(What this task involves)
How many lines in the entries below contain the word "rear"? Reply with the number alone.

(Entries supplied)
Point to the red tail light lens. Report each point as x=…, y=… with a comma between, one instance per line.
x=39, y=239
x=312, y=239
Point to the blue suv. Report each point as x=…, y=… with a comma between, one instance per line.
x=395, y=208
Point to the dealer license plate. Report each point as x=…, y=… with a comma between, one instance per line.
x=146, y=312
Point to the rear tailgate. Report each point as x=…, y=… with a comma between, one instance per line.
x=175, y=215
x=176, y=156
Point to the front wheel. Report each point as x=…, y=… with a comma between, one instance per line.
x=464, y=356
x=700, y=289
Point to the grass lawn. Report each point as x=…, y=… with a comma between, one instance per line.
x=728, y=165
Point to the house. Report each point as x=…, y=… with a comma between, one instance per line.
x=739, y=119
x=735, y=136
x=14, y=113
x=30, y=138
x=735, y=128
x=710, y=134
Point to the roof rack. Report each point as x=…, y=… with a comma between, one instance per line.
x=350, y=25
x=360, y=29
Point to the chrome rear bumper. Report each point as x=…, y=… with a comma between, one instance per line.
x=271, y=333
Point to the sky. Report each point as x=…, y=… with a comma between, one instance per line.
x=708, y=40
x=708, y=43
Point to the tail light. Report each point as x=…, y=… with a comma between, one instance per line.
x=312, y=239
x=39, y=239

--

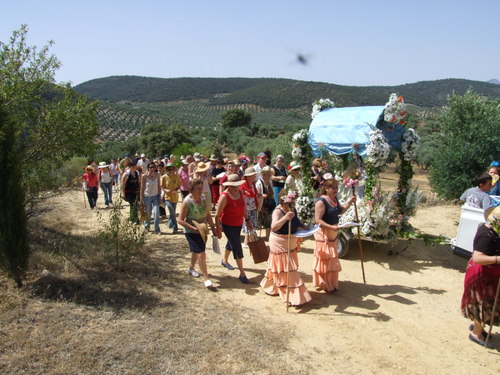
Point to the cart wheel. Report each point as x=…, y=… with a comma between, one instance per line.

==

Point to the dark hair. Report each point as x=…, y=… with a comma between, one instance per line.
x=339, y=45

(Complete answer)
2